Material to process:
========
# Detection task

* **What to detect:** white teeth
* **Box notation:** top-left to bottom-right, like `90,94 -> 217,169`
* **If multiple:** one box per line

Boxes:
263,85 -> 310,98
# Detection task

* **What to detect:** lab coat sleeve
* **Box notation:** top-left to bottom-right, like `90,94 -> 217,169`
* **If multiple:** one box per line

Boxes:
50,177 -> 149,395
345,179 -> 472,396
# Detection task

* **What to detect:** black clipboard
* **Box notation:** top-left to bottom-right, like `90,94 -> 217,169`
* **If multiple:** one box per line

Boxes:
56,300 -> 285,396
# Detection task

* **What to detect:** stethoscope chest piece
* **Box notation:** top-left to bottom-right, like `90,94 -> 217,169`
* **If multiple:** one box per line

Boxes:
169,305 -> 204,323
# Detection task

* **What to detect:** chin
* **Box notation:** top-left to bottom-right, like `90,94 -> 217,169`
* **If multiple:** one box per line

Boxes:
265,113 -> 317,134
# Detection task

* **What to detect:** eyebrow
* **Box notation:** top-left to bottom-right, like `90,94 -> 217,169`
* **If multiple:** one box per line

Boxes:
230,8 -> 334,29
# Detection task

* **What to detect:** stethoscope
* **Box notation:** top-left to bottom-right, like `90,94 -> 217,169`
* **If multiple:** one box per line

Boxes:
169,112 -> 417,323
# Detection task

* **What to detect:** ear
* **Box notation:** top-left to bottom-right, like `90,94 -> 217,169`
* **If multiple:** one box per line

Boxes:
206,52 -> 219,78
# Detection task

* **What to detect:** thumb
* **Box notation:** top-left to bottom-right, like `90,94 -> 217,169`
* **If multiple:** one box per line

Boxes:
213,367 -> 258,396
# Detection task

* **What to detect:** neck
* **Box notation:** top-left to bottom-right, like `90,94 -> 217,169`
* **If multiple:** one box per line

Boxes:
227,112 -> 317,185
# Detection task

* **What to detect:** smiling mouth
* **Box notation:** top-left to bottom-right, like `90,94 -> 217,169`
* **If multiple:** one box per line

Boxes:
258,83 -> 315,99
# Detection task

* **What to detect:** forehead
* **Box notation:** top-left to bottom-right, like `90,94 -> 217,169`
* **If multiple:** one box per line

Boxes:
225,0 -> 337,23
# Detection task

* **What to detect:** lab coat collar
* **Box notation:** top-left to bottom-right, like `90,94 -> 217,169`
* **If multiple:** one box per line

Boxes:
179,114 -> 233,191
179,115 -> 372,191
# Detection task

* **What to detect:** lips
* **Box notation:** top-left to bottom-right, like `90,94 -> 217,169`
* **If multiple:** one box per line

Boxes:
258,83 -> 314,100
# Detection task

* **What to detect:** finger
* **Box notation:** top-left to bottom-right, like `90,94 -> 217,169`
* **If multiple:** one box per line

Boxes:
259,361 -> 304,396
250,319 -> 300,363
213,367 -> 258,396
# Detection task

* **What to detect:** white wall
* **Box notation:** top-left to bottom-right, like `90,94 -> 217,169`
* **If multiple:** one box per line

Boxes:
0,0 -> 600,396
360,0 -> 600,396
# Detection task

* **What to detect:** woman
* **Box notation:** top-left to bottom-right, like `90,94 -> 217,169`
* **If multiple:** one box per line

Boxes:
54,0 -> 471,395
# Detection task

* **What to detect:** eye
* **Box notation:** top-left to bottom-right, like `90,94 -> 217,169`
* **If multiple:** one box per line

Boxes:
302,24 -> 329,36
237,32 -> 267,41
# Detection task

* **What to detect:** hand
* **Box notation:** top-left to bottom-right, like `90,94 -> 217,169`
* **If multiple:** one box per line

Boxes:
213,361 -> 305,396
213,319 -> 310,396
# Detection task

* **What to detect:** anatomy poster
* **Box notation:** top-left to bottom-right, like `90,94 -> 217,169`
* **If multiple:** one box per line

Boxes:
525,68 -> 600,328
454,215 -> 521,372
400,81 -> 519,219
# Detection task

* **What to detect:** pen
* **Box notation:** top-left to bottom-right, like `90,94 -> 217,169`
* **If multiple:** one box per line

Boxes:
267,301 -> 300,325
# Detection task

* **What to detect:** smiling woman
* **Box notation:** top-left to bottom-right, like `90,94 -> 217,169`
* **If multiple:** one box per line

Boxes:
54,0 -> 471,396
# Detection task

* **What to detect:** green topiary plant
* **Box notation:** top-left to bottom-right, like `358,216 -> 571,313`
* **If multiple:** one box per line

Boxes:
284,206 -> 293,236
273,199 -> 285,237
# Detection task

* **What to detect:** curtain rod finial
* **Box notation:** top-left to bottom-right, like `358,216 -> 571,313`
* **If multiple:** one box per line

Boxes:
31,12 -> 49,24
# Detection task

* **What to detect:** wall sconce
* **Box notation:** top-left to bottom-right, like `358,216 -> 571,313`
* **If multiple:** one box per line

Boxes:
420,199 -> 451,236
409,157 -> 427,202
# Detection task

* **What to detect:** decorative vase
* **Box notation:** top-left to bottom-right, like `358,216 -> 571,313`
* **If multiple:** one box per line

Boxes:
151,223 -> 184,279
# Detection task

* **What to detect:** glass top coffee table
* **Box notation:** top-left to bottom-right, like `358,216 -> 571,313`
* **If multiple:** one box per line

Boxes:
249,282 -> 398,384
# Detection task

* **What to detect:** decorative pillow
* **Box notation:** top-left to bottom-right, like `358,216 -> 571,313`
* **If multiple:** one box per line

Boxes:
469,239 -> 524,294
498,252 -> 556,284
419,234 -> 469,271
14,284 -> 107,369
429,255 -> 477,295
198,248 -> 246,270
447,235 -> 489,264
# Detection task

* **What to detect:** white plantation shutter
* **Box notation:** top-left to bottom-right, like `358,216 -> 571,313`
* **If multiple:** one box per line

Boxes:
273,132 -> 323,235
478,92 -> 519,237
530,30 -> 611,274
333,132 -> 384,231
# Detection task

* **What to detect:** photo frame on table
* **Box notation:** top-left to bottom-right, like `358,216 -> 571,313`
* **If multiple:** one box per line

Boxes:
========
Goal of the exercise: Rewrite the items from the very start through the line containing "56,300 -> 285,396", both ends included, with every box coordinate in the answers shifted by -52. Keep the requests unchanged, including their sample notation.

Exercise result:
# Detection task

* **What to detect:** white teeth
* **Box notation:** top-left to bottom-right, like `90,94 -> 217,169`
* **If multiple:** one box per line

Boxes:
211,33 -> 258,46
# Detection task

* **What to detect:** lab coat sleeve
* **Box notation:** top-left to bottom-right, like `90,94 -> 217,169`
* **If multiple:** one box per line

Boxes:
-2,125 -> 97,343
293,127 -> 420,344
# Detection task

* **What to detect:** black clipboard
* **Box notation:** top-left to bottom-right, like `90,94 -> 217,169`
* **If multiple:** one box per line

Boxes:
4,248 -> 233,344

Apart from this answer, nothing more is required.